*** Information given ***

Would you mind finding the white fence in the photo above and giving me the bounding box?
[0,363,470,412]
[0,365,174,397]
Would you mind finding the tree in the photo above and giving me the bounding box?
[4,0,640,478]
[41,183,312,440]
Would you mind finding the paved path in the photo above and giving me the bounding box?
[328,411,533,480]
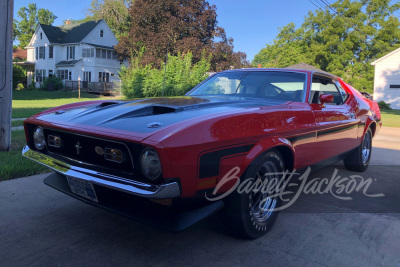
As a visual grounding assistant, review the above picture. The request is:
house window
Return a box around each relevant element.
[57,70,69,80]
[95,48,115,60]
[49,70,53,77]
[69,71,72,80]
[37,46,45,59]
[389,85,400,89]
[35,69,46,82]
[49,46,53,58]
[67,46,75,60]
[100,30,104,37]
[40,32,42,40]
[83,71,91,82]
[82,48,95,57]
[99,72,110,82]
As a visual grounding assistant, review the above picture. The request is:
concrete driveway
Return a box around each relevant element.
[1,127,399,266]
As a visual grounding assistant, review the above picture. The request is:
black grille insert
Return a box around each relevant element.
[43,129,134,174]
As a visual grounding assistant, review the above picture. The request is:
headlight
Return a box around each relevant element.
[140,148,162,181]
[33,127,46,150]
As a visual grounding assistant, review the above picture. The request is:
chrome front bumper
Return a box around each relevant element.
[22,146,181,199]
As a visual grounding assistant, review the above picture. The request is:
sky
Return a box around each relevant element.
[13,0,320,61]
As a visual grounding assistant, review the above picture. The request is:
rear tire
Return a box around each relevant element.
[343,128,372,172]
[223,149,285,239]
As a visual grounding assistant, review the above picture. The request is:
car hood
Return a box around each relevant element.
[29,96,287,141]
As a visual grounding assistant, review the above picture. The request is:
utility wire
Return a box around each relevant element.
[320,0,337,14]
[316,0,370,37]
[312,0,395,58]
[308,0,324,11]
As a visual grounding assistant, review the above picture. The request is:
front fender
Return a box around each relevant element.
[241,137,295,172]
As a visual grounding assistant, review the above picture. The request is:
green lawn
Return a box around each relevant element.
[11,120,24,127]
[0,130,50,181]
[12,90,118,118]
[0,90,120,180]
[381,109,400,128]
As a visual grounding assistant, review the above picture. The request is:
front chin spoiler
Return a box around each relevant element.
[44,172,225,232]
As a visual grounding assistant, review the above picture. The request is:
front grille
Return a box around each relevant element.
[43,128,134,174]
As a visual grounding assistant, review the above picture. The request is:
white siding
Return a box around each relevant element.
[29,26,50,47]
[81,21,118,47]
[373,49,400,109]
[27,48,34,61]
[28,20,122,88]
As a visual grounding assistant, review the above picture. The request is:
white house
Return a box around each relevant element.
[371,47,400,109]
[25,19,122,87]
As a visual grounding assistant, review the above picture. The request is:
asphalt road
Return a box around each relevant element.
[1,127,399,267]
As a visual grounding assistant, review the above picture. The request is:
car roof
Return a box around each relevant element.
[219,68,338,79]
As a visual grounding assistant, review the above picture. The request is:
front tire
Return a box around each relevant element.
[223,149,285,239]
[343,128,372,172]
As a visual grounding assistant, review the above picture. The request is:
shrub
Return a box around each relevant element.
[120,51,211,99]
[40,76,63,91]
[378,100,392,110]
[26,83,36,91]
[12,65,26,90]
[16,83,25,90]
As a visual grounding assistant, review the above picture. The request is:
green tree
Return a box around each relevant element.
[14,3,57,48]
[13,20,19,41]
[88,0,132,40]
[115,0,248,71]
[253,0,400,93]
[12,65,27,90]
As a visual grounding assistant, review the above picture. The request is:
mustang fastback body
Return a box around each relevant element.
[23,68,381,238]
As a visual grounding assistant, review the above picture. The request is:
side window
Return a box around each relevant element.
[335,82,348,103]
[310,77,343,105]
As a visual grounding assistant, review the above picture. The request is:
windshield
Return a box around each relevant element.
[189,71,307,102]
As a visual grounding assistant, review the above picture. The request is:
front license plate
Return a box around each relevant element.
[66,176,98,203]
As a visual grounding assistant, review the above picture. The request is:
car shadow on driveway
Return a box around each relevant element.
[1,145,399,266]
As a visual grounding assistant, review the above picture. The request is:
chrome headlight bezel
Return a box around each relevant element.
[33,126,46,150]
[140,147,162,181]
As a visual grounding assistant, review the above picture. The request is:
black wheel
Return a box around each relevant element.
[223,149,285,239]
[343,128,372,172]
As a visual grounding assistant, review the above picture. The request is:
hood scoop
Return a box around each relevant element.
[97,101,121,108]
[126,105,178,117]
[100,105,179,124]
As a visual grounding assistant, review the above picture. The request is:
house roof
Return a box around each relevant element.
[56,59,82,66]
[285,63,330,74]
[13,48,27,60]
[371,47,400,65]
[82,42,114,49]
[40,20,103,44]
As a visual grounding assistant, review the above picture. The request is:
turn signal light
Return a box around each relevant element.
[48,135,62,148]
[104,148,123,163]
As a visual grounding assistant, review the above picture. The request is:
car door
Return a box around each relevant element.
[309,75,359,163]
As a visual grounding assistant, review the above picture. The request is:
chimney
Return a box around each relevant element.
[65,19,71,25]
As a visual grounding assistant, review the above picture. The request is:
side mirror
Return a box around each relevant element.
[320,94,334,105]
[361,92,373,100]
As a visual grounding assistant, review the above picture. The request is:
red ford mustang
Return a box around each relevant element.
[23,68,381,238]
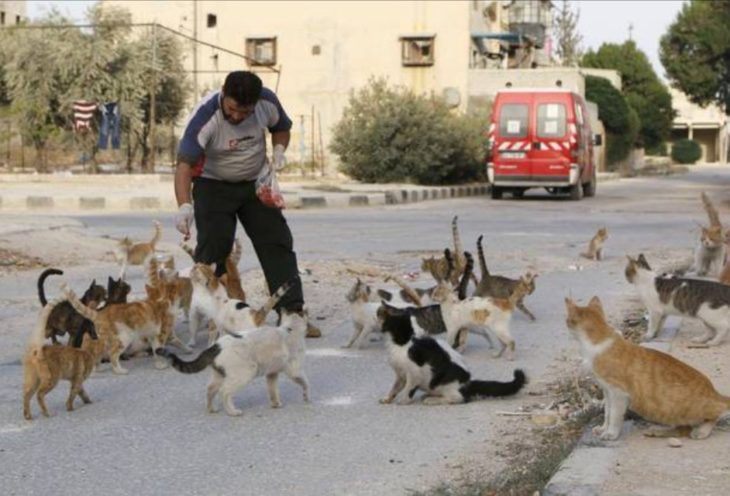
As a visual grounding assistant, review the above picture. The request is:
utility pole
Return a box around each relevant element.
[149,23,158,171]
[628,22,634,41]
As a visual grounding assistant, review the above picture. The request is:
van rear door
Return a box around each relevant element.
[529,95,571,181]
[495,97,532,181]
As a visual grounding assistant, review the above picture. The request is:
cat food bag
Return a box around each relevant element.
[255,163,286,209]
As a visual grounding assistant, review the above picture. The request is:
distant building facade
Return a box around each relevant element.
[670,89,728,164]
[0,0,26,26]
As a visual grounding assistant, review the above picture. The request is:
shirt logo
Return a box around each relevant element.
[228,136,254,150]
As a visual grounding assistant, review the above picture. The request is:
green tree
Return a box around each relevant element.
[552,0,583,67]
[585,75,638,167]
[660,0,730,113]
[582,40,674,153]
[331,78,485,185]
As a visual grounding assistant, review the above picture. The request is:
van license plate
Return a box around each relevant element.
[500,151,526,159]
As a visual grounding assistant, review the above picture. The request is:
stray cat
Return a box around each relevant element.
[219,239,247,302]
[344,278,382,348]
[63,260,179,374]
[625,254,730,345]
[114,220,162,280]
[158,256,193,321]
[37,268,105,345]
[376,303,526,405]
[691,192,725,277]
[23,297,96,420]
[565,295,730,440]
[187,263,292,347]
[430,251,532,359]
[718,229,730,284]
[580,227,608,261]
[421,216,476,287]
[473,235,538,321]
[157,309,310,416]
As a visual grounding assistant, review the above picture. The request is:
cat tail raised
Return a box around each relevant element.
[61,285,99,323]
[37,268,63,306]
[457,252,474,300]
[701,192,722,228]
[254,278,295,326]
[180,243,196,261]
[150,220,162,247]
[384,274,423,307]
[146,255,162,289]
[156,344,221,374]
[459,369,527,402]
[452,216,464,257]
[28,296,65,349]
[476,235,490,279]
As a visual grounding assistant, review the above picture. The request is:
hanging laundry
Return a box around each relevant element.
[98,102,122,150]
[72,100,97,133]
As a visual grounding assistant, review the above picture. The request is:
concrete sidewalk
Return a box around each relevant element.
[0,171,620,212]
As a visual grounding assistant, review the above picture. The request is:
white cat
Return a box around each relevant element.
[158,310,310,416]
[343,278,382,349]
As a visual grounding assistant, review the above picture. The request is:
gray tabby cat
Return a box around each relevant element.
[473,235,538,321]
[626,253,730,346]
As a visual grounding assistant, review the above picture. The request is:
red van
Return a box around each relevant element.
[486,89,600,200]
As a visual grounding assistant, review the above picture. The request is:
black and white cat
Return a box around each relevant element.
[376,304,526,405]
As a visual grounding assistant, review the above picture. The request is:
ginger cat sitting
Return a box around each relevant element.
[565,296,730,441]
[580,227,608,261]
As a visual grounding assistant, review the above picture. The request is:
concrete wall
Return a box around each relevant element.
[0,0,26,25]
[102,0,475,171]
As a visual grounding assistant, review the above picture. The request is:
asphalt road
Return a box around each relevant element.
[1,166,728,496]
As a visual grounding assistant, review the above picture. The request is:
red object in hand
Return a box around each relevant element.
[256,184,285,209]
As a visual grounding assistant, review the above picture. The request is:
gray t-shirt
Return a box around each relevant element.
[177,88,292,182]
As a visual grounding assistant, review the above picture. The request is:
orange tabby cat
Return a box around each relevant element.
[565,296,730,440]
[580,227,608,261]
[115,220,162,279]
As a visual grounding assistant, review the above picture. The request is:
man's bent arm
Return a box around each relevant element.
[272,130,290,149]
[174,161,193,206]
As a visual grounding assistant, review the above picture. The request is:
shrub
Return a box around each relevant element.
[671,139,702,164]
[330,78,486,185]
[585,75,638,168]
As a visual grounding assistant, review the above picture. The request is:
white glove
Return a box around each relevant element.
[272,144,287,171]
[174,203,194,240]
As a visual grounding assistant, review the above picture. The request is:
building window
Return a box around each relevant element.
[15,15,20,24]
[312,45,321,56]
[246,37,277,66]
[207,14,217,28]
[400,36,435,67]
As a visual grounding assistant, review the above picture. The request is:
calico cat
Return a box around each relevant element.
[377,303,526,405]
[626,254,730,345]
[421,216,476,287]
[23,297,96,420]
[691,192,725,277]
[37,268,105,345]
[157,309,310,416]
[565,296,730,440]
[115,220,162,280]
[474,235,538,321]
[344,278,383,348]
[188,263,292,347]
[430,251,532,359]
[580,227,608,261]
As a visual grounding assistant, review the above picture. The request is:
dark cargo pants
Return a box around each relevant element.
[191,177,303,312]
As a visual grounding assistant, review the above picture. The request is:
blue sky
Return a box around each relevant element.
[27,0,685,78]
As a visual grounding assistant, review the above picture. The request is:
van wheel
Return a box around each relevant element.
[512,189,525,199]
[583,170,596,197]
[569,182,583,201]
[491,186,503,200]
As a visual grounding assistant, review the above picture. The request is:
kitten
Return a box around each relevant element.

*** End of Information given ***

Action item
Scan the material above for lines that contain the string "house", and copy each such line.

Exercise output
house window
white house
house roof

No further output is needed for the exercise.